__WHAT IS EXPECTED__.
Copy the entries starting with the line that contains "Locate every instance of the black leather" and going on through the line that contains "(1173, 264)", request lines included. In the answers, shift every coordinate up by 112.

[BEGIN]

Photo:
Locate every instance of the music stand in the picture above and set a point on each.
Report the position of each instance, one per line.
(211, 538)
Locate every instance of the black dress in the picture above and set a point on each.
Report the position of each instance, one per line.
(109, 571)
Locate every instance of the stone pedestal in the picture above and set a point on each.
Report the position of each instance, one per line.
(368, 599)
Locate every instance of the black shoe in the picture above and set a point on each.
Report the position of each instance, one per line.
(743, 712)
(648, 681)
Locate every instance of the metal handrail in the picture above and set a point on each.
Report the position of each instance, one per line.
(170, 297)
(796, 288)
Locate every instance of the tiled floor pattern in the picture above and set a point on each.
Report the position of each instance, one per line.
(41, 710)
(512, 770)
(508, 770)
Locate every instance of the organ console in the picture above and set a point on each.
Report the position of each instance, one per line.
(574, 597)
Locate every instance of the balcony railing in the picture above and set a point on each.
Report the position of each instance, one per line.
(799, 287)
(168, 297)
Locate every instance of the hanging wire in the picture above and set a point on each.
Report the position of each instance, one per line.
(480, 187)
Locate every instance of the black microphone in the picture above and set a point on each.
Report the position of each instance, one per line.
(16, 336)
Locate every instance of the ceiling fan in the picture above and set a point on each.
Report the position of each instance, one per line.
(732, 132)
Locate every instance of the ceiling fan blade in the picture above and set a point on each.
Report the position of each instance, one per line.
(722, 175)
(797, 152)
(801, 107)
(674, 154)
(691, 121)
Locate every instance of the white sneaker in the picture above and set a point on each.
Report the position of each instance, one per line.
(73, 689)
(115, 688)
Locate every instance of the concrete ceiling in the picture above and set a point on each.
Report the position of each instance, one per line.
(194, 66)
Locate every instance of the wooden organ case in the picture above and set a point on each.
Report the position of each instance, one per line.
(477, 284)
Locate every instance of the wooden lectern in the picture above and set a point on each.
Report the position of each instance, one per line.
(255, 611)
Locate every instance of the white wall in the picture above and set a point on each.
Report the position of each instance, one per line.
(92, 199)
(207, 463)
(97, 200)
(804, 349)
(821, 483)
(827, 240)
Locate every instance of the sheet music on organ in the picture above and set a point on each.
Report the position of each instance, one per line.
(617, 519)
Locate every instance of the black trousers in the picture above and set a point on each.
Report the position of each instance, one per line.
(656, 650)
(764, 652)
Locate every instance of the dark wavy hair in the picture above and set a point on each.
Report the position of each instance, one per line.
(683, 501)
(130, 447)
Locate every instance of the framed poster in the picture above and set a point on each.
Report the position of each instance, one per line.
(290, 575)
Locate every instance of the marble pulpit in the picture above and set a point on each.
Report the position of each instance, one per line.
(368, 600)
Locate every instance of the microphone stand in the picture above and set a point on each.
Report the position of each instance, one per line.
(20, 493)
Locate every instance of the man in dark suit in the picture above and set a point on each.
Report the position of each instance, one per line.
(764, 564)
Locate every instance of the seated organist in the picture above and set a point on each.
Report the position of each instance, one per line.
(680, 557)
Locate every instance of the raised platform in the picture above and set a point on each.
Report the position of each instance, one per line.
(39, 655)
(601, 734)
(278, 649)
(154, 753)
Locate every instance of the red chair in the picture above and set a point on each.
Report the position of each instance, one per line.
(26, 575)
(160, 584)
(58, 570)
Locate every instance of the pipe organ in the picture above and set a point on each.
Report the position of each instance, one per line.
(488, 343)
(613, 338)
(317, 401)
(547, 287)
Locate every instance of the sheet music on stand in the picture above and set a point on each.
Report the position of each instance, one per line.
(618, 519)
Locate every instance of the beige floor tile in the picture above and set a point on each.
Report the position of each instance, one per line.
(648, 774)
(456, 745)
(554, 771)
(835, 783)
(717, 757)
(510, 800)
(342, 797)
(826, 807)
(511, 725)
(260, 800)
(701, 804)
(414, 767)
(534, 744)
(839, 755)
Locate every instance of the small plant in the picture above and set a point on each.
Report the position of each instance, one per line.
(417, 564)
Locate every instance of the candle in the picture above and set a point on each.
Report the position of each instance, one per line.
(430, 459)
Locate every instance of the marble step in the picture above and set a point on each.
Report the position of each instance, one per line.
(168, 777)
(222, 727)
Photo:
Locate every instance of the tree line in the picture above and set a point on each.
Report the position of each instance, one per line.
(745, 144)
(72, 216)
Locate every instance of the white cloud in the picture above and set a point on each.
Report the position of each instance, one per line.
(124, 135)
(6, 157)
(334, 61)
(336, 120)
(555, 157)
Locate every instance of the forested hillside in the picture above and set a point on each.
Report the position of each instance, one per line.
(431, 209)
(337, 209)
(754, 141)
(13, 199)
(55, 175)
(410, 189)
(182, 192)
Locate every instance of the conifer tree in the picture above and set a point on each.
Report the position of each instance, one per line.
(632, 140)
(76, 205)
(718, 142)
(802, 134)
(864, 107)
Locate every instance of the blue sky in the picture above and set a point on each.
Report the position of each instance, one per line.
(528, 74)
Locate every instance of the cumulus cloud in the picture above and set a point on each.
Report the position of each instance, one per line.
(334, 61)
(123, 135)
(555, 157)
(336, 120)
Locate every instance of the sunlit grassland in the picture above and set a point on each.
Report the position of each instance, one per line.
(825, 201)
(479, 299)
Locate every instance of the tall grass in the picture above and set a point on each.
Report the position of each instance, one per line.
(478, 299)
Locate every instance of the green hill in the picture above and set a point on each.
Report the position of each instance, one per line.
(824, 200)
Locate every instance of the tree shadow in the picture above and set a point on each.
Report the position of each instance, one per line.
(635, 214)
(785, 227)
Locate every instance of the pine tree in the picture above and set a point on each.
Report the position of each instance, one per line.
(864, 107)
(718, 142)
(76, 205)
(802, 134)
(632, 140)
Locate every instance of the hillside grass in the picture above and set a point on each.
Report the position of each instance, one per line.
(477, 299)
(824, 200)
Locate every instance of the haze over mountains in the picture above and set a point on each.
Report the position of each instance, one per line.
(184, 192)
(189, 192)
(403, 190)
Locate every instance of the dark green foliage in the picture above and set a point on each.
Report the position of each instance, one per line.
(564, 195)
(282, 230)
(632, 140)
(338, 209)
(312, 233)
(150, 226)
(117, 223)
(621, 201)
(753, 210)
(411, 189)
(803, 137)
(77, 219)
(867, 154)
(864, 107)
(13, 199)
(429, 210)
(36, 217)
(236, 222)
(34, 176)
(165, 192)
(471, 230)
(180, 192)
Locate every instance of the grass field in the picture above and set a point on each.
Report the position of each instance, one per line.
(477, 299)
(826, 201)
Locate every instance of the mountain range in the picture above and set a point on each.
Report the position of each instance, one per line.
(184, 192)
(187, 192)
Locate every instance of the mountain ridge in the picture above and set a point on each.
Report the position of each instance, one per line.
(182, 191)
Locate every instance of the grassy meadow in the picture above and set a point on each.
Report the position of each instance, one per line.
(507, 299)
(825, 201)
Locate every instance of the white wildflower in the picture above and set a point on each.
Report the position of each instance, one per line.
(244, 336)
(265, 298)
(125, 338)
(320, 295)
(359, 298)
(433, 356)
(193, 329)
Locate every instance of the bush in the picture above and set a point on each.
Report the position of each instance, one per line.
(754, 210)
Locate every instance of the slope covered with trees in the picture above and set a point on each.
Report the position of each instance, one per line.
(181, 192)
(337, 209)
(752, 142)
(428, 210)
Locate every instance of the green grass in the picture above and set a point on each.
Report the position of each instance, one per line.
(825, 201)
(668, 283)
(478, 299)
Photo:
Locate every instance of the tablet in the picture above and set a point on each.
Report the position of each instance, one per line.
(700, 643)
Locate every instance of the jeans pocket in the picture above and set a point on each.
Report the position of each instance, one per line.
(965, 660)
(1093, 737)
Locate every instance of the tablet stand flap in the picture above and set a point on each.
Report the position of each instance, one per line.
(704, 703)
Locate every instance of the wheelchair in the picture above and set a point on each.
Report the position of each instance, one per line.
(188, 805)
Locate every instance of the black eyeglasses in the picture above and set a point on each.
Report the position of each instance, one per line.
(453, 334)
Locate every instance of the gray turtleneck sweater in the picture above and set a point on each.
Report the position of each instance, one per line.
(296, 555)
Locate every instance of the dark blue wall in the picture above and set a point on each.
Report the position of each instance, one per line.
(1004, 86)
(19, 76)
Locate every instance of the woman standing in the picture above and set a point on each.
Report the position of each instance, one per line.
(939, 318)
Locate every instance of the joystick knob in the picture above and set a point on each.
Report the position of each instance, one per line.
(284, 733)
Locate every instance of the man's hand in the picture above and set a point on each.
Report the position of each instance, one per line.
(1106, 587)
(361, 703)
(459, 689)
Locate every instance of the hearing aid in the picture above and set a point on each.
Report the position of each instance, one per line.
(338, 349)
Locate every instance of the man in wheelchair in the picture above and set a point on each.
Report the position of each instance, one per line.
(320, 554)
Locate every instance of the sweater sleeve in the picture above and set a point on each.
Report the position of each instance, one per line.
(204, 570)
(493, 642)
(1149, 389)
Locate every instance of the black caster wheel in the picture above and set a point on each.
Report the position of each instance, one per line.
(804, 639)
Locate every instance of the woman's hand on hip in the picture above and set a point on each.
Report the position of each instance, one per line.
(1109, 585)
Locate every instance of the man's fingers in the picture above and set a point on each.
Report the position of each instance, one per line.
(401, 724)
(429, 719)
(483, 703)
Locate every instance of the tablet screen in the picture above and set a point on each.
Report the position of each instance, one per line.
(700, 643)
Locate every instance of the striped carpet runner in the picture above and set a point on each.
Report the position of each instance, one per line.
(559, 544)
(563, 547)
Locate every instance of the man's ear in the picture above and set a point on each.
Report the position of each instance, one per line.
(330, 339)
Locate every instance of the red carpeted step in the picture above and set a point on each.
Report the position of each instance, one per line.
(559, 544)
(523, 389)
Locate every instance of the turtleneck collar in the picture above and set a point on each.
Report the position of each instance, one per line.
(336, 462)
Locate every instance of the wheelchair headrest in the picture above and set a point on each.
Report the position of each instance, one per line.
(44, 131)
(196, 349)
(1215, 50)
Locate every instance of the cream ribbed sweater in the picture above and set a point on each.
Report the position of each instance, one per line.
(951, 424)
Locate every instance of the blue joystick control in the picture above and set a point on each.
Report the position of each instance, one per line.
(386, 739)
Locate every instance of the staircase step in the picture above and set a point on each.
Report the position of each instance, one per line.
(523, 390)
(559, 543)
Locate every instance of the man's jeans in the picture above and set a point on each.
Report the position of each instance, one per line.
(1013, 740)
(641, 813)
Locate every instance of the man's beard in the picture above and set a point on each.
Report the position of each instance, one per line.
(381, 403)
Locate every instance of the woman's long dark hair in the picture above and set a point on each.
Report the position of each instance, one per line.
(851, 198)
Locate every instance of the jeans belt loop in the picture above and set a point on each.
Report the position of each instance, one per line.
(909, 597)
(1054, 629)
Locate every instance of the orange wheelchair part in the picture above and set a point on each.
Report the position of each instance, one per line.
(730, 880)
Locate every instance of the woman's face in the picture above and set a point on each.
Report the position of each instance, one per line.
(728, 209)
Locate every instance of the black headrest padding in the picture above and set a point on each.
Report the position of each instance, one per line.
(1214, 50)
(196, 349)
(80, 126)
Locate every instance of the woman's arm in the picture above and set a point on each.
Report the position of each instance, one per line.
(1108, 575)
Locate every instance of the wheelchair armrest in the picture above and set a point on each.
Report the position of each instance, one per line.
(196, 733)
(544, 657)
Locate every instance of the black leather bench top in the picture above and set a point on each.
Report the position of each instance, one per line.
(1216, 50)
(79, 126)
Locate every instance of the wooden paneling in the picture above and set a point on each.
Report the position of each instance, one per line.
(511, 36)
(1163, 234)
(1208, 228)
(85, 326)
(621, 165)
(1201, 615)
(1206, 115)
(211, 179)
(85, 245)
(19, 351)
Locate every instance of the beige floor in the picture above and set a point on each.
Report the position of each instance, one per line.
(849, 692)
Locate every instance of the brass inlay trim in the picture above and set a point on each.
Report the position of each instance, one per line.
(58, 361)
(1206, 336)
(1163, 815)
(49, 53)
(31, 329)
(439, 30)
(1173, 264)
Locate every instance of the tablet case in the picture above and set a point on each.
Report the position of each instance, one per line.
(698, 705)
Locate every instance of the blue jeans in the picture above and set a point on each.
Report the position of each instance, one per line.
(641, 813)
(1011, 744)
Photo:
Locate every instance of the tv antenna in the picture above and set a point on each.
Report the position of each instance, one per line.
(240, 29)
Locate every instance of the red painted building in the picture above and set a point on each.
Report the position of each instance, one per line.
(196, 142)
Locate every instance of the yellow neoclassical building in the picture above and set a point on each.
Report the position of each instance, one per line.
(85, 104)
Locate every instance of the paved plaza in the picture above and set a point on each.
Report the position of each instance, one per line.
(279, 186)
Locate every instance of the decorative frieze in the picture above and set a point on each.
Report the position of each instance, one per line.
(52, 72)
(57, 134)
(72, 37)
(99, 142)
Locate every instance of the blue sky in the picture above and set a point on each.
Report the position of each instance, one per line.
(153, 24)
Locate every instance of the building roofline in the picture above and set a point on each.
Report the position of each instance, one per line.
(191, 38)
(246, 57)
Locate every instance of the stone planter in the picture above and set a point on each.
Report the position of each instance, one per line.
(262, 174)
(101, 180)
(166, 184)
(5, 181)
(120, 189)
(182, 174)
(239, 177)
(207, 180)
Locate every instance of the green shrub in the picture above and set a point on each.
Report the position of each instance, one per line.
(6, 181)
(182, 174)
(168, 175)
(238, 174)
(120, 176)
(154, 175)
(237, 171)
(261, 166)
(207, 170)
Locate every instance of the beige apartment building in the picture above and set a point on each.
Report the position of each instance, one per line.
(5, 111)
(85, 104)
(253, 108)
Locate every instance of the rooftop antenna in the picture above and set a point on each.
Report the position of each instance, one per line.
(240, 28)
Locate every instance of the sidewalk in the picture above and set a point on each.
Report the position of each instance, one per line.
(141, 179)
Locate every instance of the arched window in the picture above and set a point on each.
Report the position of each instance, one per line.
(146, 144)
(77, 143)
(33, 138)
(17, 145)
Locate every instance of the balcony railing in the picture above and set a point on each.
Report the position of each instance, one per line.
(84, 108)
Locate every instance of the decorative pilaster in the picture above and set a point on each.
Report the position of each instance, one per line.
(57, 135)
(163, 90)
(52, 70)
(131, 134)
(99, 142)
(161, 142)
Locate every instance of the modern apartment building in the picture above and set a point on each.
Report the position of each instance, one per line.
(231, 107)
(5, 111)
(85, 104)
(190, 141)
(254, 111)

[END]

__RESPONSE TO THIS EXERCISE__.
Locate every instance of the black leather bench top in the picture above and set a point on each.
Report the position of each instance, one per line.
(1328, 162)
(191, 238)
Locate every instance of the wooden paneling in the picture above and set a point on each.
Report the position of each instance, one per line.
(623, 148)
(1275, 346)
(1320, 340)
(197, 438)
(733, 277)
(1313, 727)
(1318, 227)
(323, 291)
(197, 357)
(131, 463)
Locate every instance of the beige floor in the picture above and set a point on each.
Report the position of each instance, one per line.
(961, 804)
Locate every instance of the brass inlay trim in the picture above and set a point on each.
Report the position of each instance, one per line.
(170, 473)
(1318, 448)
(1275, 927)
(161, 165)
(143, 441)
(551, 142)
(1285, 376)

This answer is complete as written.